Of his wife the diaries give a very vague picture. Once he exclaimed, “To think that she of all women, with a past such as hers, should be swept into my vicious orbit!” but no information is given regarding this past. The idea of marriage was in his thoughts for several years, but his attitude was one of doubt and vacillation. In 1914 he wrote:
“I wish I loved more steadily. I am always sidetracking myself. The title of 'husband' scares me.”
When he finally recorded his marriage as having taken place at the Registry Office he added,
“It is impossible to set down here all the labyrinthine ambages of my will and feelings in regard to this event. Such incredible vacillations, doubts and fears.”

§ QUESTIONS ON THE MATERIAL
a - Answer these three questions from the passage about the diarist's marriage:
(i) In what year did he write that he wished he loved more steadily?
(ii) Where did his marriage take place?
(iii) Which title did he say scared him?
b - Render this sentence from the passage about the diarist's marriage in French: "The idea of marriage was in his thoughts for several years, but his attitude was one of doubt and vacillation."
c - Write the next few sentences of the passage about the diarist's marriage, picking up after its final sentence.

§ EXTRACTED RECORDS

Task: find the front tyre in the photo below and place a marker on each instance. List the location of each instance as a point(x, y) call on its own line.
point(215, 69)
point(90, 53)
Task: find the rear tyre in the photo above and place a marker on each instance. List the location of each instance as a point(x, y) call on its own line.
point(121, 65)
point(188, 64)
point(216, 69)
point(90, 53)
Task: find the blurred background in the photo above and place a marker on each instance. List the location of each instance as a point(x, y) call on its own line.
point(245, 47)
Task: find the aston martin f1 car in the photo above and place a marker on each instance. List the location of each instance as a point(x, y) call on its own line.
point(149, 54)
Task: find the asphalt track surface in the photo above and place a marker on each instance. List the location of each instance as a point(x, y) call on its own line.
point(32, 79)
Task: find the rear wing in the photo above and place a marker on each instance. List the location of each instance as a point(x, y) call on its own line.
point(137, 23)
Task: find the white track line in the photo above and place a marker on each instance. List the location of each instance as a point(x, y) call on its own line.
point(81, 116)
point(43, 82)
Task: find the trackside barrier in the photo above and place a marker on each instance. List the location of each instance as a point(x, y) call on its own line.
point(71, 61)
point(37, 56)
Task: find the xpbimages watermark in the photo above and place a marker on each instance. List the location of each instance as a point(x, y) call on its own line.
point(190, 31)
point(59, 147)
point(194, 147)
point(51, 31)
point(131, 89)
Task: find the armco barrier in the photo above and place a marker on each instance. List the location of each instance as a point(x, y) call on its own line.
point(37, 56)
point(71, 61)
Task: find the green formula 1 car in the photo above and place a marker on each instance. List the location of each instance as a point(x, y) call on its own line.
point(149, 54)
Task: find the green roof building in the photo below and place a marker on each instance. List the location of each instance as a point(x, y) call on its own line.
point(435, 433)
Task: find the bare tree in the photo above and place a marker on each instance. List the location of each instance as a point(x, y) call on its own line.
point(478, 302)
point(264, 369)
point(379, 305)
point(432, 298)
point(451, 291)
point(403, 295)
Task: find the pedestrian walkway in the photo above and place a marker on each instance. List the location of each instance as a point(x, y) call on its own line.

§ TASK RESPONSES
a -
(i) 1914
(ii) The Registry Office
(iii) The title of "husband"

b - L'idée du mariage occupa ses pensées pendant plusieurs années, mais son attitude fut faite de doute et d'hésitation.

c -
“The function of the private journal is one of observation, experiment, analysis, contemplation; the function of the essay is to provoke reflection,” wrote Amiel. Barbellion's observation was of himself and of nature; his experiment how to adjust himself to the world; his analysis almost exclusively of his ego; and his contemplation the mystery of life and death. A “sport” in the biological sense, that is, differing markedly from his immediate ancestors, he fell afoul of infection early in life. From the beginning it scarred and debilitated him.
He was an egotist and proud of it. He did not realise that the ego is a wall which limits the view rising higher with every emotional or intellectual growth. There is a certain degree of greatness from which, when a man reaches it, he can always look over the top of the wall of his egotism. Barbellion never reached it. He was a man above the ordinary, capable of originality and of learning from experience, clever at his profession, apt at forming general ideas, sometimes refined and sometimes gross; a solitary, full of contradictions, ironic or ingenuous by fits, tormented by sexual images and sentimental ideas, and possessed by the desire to become famous, but haunted by the fear that he would not live to see his desire accomplished.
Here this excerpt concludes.